DATA LINES —
Begin

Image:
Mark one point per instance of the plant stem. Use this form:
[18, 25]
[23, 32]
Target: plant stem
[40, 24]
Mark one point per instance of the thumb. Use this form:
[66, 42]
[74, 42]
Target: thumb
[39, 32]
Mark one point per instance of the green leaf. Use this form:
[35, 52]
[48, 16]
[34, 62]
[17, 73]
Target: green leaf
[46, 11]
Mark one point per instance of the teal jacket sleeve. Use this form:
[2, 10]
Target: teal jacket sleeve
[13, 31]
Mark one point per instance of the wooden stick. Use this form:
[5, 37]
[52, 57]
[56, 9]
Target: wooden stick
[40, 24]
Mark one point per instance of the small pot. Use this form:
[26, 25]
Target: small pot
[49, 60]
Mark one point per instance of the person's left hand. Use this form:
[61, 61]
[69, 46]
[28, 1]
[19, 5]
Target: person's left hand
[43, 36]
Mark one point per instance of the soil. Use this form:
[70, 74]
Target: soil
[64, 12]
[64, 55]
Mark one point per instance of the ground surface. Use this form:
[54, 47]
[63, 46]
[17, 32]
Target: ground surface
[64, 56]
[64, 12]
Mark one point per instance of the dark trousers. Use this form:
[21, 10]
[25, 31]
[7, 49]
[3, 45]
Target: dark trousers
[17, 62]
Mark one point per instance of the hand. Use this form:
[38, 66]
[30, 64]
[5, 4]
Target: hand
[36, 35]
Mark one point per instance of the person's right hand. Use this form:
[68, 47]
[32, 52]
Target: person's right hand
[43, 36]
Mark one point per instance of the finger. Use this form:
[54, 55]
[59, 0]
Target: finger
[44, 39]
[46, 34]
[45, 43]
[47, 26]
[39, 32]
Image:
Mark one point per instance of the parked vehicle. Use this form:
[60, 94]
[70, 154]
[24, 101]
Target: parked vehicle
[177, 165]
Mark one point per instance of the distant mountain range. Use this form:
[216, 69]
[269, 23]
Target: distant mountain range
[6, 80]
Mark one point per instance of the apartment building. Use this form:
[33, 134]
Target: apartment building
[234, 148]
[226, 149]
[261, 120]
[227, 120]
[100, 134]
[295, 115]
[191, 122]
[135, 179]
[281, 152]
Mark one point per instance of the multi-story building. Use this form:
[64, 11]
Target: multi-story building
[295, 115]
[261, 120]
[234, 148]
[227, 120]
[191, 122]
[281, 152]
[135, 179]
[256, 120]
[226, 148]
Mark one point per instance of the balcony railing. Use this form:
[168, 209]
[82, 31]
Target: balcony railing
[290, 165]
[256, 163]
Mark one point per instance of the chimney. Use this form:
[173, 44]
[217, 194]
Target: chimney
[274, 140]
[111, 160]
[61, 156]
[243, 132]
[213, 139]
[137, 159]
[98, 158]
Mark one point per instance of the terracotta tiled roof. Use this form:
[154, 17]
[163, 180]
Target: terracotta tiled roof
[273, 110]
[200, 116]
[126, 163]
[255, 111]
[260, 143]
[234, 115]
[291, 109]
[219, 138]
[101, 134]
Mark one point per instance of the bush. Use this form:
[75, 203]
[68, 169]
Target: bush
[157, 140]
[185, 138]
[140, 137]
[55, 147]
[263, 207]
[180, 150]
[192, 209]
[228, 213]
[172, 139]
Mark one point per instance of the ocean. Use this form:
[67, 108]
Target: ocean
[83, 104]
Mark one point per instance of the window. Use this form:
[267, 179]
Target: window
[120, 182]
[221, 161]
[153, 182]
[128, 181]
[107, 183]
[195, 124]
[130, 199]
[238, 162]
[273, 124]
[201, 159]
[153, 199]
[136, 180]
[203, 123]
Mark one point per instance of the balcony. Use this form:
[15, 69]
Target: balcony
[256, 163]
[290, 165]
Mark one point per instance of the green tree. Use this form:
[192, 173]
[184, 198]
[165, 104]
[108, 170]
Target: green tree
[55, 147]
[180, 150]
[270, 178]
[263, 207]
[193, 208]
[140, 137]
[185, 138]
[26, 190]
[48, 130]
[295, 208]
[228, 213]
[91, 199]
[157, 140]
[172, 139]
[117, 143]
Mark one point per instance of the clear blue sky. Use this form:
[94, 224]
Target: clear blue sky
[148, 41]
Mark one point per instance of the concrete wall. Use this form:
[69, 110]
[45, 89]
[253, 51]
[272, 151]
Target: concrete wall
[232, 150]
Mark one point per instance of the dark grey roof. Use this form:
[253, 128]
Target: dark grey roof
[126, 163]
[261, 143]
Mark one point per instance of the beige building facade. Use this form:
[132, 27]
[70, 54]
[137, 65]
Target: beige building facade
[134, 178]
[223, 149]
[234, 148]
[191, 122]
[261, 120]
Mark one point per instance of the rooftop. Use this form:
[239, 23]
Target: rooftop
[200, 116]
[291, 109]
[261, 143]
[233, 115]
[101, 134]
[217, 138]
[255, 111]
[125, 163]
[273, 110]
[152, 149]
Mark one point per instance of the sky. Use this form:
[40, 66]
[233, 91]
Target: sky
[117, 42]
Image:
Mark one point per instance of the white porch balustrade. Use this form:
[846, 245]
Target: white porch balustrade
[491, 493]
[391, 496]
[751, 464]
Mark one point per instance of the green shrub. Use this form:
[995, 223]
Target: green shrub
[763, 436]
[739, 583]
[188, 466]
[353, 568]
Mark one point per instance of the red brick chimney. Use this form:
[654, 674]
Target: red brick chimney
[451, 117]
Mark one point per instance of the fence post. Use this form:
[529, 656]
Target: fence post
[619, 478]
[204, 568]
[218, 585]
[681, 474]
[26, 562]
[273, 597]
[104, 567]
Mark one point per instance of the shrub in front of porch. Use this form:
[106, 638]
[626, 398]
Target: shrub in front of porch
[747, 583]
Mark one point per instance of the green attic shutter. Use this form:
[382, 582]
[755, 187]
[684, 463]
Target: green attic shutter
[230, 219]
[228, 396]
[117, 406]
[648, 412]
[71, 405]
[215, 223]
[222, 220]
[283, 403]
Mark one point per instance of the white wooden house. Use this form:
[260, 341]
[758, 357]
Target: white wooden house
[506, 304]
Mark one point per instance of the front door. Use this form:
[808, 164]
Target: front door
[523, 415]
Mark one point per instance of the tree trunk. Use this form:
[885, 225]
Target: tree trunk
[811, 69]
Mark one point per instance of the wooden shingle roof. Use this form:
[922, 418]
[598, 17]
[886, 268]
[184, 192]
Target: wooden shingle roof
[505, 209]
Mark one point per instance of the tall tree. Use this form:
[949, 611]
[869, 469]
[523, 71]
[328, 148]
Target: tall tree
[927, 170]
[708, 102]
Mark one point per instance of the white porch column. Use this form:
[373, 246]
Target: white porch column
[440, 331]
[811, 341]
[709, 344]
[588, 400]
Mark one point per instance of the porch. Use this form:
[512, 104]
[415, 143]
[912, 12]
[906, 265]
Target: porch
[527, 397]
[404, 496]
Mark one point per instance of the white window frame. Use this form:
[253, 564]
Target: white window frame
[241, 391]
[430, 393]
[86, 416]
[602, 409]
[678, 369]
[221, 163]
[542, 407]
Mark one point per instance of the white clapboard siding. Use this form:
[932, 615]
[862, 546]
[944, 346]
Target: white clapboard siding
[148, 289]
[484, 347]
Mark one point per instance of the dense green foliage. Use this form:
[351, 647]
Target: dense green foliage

End

Reproduce only those lines of the entries above that run from the line with "Mark one point per instance of the wooden shingle" to the final line.

Mark one point per instance of the wooden shingle roof. Use this form:
[922, 418]
[598, 17]
[886, 268]
[184, 192]
Target: wooden shingle roof
[505, 209]
Mark one point per instance of the tall tree. Use this form:
[949, 611]
[869, 469]
[523, 71]
[328, 148]
Target: tall tree
[927, 170]
[708, 102]
Mark one point per instance of the white porch column. Use this form:
[373, 246]
Target: white porch column
[440, 331]
[811, 341]
[709, 344]
[588, 400]
Mark one point per instance of the porch. Use this form:
[512, 104]
[415, 143]
[912, 12]
[906, 265]
Target: porch
[527, 397]
[404, 496]
Mark one point per instance of the white window frame. Use this form:
[253, 564]
Target: white window frame
[241, 391]
[430, 393]
[86, 416]
[602, 409]
[678, 369]
[221, 163]
[542, 407]
Mark one point per instance of the white clapboard siding. Use this form:
[932, 615]
[862, 546]
[944, 346]
Target: white clapboard siding
[148, 289]
[484, 347]
Mark one point per instance of the dense green foliage. Use this form:
[351, 647]
Target: dense green foliage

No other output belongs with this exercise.